Coordinate annotation records:
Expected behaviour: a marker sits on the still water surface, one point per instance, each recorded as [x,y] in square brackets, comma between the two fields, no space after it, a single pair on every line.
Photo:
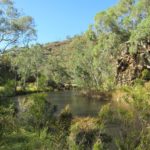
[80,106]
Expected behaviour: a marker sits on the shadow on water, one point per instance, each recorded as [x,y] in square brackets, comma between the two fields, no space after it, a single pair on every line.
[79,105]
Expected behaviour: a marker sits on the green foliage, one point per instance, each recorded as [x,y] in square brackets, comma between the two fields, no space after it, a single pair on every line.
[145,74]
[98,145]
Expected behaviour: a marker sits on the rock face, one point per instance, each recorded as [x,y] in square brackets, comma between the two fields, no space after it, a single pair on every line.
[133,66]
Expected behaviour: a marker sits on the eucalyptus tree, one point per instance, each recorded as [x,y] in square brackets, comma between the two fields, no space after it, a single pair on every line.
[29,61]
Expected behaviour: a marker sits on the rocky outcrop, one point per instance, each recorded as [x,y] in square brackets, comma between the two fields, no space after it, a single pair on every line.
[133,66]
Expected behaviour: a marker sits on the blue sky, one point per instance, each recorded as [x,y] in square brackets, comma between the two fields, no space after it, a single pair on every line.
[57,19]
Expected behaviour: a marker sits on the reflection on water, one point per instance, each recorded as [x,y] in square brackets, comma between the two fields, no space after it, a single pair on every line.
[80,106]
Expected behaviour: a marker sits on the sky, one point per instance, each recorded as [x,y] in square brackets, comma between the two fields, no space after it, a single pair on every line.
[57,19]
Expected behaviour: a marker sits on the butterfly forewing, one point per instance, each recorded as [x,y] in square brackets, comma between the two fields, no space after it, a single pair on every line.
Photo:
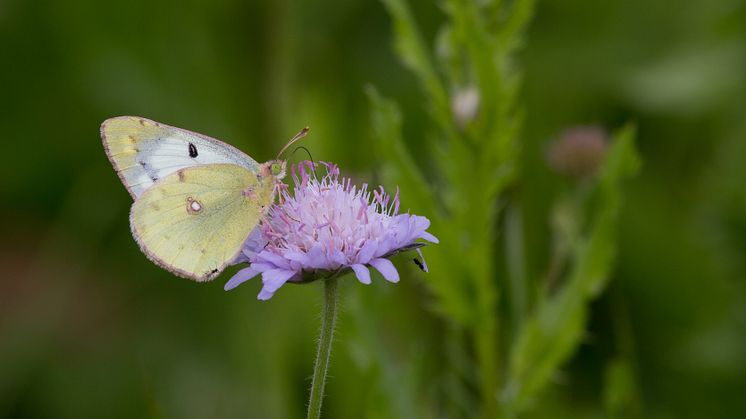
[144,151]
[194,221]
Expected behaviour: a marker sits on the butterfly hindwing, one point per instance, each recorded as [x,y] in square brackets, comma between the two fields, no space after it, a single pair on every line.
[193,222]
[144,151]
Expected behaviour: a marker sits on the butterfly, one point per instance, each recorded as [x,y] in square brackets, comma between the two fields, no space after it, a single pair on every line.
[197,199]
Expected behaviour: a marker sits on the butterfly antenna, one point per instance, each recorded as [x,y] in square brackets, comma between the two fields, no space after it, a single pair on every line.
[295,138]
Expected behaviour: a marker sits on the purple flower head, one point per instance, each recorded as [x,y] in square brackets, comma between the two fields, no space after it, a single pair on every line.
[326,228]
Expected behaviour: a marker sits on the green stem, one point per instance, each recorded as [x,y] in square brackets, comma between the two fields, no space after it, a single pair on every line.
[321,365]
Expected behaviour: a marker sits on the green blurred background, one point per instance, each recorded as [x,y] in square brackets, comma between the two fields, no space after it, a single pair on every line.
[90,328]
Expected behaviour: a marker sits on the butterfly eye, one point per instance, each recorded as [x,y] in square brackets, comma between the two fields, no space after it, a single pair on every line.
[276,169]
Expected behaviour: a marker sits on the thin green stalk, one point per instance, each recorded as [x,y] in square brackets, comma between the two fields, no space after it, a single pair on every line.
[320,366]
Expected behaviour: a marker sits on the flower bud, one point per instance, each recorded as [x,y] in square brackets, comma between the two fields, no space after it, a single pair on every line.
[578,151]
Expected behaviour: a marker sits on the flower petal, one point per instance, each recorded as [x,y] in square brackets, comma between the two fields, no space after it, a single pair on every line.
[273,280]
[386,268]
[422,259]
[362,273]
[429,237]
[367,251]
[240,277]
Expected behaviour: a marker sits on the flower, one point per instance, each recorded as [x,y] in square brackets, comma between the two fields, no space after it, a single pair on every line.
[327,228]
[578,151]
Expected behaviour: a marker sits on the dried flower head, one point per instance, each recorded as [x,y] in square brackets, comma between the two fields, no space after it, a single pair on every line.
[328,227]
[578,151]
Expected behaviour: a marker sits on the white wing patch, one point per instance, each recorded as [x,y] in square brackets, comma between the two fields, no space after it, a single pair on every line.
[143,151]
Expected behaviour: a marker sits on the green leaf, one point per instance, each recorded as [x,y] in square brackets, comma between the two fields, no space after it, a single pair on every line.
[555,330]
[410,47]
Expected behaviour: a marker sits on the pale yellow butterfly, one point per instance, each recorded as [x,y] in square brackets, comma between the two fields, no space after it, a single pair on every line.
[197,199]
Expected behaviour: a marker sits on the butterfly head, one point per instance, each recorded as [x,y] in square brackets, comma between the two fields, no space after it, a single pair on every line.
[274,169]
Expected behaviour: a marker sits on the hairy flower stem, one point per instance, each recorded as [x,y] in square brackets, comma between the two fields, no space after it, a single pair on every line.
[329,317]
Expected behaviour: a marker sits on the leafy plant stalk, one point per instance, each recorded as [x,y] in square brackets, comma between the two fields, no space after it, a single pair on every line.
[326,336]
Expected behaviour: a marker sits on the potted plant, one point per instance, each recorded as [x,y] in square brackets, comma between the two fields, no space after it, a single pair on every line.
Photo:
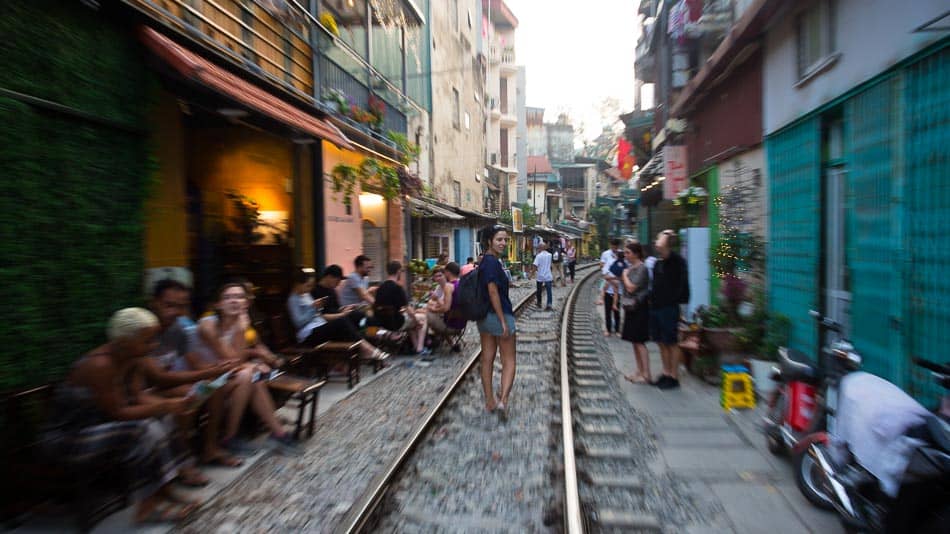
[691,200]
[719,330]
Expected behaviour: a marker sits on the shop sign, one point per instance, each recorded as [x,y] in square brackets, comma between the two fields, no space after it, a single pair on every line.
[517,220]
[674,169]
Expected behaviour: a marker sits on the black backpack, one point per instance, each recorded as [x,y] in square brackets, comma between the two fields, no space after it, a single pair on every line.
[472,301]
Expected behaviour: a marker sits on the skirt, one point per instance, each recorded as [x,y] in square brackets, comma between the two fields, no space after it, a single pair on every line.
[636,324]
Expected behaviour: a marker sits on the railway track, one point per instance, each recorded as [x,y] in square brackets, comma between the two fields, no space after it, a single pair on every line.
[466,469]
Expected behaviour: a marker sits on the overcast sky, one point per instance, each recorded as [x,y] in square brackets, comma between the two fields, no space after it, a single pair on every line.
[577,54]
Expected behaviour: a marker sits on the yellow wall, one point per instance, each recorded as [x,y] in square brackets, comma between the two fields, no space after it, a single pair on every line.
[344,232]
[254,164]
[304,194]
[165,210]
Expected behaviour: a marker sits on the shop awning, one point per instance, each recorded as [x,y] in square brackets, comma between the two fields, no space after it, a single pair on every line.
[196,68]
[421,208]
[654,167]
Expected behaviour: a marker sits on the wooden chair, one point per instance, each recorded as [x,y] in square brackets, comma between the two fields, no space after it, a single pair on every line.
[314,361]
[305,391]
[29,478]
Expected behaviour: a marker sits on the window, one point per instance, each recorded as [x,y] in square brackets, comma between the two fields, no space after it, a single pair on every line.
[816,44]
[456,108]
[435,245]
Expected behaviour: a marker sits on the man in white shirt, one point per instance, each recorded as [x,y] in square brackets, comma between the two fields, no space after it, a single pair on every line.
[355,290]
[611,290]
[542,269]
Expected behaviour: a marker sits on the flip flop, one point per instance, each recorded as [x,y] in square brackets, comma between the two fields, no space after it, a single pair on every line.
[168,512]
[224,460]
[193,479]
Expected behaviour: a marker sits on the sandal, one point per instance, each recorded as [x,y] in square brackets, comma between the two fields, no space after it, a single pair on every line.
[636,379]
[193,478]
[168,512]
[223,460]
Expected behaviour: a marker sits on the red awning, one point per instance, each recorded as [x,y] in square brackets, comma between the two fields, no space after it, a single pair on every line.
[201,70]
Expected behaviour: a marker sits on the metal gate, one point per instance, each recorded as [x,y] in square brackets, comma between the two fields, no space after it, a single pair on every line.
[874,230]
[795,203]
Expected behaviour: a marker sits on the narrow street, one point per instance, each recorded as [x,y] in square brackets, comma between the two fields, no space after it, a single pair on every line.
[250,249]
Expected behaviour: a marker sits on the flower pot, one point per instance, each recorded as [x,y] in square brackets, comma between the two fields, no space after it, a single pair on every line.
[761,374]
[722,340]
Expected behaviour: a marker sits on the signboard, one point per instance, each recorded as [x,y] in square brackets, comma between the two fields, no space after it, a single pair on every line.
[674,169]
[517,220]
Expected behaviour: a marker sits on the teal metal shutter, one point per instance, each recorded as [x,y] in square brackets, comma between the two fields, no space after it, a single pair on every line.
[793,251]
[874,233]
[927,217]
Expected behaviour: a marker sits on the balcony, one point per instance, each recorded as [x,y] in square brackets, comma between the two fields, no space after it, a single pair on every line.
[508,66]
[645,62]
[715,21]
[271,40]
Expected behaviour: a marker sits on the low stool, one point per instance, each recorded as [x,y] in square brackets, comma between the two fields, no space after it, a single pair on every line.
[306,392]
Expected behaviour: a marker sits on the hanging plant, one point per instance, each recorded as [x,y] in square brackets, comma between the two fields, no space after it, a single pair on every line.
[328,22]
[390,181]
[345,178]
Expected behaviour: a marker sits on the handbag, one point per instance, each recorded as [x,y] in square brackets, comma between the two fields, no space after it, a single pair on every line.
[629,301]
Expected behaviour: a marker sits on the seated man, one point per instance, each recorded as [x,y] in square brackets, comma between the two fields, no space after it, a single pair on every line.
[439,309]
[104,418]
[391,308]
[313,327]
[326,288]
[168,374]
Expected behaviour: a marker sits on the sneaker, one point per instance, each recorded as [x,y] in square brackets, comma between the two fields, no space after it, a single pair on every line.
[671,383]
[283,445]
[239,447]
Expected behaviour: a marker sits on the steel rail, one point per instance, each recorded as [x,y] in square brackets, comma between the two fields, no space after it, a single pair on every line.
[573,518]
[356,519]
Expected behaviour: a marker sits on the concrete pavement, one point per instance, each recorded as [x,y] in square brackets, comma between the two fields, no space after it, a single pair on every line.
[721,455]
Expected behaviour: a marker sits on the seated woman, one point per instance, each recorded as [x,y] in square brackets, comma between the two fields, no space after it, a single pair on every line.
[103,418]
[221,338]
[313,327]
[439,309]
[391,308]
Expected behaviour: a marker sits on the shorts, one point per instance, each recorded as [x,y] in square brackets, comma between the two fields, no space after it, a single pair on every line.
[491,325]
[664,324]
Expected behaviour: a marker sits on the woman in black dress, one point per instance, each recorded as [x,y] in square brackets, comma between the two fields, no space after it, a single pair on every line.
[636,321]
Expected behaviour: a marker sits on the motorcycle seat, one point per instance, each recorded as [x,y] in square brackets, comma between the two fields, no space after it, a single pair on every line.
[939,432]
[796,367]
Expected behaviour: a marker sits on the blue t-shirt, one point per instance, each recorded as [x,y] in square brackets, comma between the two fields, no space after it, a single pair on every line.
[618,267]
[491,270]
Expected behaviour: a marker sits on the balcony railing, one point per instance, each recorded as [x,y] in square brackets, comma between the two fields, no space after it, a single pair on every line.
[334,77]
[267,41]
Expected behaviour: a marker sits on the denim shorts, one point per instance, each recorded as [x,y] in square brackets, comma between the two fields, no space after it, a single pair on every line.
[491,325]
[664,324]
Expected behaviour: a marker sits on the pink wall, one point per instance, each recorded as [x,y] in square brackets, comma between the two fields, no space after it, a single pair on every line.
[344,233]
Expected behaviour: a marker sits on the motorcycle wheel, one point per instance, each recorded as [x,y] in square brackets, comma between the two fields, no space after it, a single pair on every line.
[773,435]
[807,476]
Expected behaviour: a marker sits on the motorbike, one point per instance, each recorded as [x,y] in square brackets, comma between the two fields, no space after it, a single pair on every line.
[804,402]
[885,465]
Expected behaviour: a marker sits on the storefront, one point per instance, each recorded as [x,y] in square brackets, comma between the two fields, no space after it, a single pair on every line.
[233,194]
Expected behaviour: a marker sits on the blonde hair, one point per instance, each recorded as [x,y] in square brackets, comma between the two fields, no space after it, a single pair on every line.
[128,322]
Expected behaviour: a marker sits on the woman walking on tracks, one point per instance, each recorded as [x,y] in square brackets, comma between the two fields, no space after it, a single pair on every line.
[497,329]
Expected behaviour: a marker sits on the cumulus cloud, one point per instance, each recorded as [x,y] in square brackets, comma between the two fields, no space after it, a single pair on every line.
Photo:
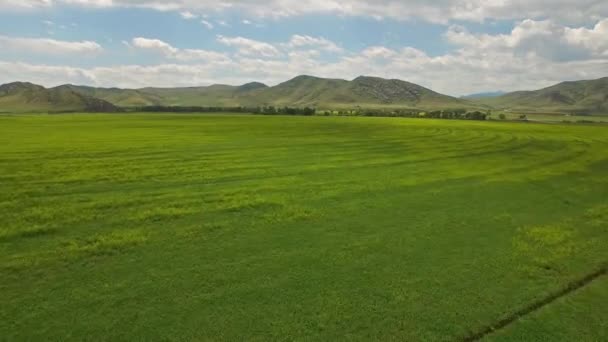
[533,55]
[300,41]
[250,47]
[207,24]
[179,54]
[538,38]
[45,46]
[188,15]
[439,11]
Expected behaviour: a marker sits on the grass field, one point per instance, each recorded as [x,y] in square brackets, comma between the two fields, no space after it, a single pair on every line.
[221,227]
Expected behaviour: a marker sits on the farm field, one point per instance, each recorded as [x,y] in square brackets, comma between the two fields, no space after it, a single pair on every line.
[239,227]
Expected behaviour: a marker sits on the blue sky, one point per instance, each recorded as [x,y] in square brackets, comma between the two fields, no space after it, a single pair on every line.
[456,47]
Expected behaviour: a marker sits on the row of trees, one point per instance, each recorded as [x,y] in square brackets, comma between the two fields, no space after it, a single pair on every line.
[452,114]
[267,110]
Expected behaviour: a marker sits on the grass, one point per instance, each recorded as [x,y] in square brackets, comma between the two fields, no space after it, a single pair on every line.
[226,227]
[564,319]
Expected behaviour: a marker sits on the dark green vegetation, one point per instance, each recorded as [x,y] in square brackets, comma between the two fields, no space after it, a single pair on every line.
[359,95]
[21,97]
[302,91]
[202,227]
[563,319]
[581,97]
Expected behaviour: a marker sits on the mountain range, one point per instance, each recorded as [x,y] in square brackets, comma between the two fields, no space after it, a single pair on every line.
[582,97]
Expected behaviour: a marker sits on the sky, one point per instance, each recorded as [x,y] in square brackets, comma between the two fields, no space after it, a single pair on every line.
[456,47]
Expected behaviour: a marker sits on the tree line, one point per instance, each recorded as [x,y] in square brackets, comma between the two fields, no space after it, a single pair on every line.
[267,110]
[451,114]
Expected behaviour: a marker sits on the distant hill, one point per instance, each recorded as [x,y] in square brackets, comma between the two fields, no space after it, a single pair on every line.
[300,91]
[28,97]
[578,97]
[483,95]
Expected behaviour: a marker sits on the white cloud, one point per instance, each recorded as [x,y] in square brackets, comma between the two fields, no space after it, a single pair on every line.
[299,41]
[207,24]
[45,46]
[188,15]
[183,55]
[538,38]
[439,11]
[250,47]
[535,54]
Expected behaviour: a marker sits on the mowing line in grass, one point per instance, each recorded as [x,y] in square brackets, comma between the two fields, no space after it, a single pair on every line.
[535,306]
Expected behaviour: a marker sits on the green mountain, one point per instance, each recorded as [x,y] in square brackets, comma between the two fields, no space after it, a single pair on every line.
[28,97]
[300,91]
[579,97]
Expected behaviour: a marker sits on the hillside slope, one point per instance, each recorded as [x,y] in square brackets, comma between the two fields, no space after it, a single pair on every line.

### Aim:
Exactly as written, give again every line from the one containing "Expected behaviour: a marker sits on the tree" through the last line of the material above, and no other lines.

### Written response:
Expected behaviour: a marker sits on the tree line, one point per instance, each recorded as [x,y] in square brackets, comma between the two fields, no space after it, a single pair on every line.
[267,110]
[451,114]
Expected behaviour: a marker sits on the distant hill, one point per instance, each recorded as [x,y] in square brackets, comma between the two fields, no space after it, a single pair on every line.
[300,91]
[28,97]
[578,97]
[483,95]
Expected behaviour: a marker sits on the white cloud, one point per instance, each recorded as [x,y] in square brackets, comma between the two fields, no space after it, a single pair on every line.
[299,41]
[207,24]
[45,46]
[188,15]
[183,55]
[538,38]
[439,11]
[250,47]
[535,54]
Expected behaviour: a marker sits on the mowing line in grass, one point per instance, each recorded as [x,y] in square brackets, comma between the two fields, no space after it, a single pair on every line.
[535,306]
Expected behaviour: a marker sits on the green mountain, one point per instance, each recorded as [x,y] in square brackets, comma between the two fields, no space after it, a single pair on every line.
[28,97]
[300,91]
[579,97]
Expected behaviour: a marker sits on the hillside slope, one point per instance, each recorded as [x,y] in square brackets, comma between the two fields, no space after it, a single pair on every line.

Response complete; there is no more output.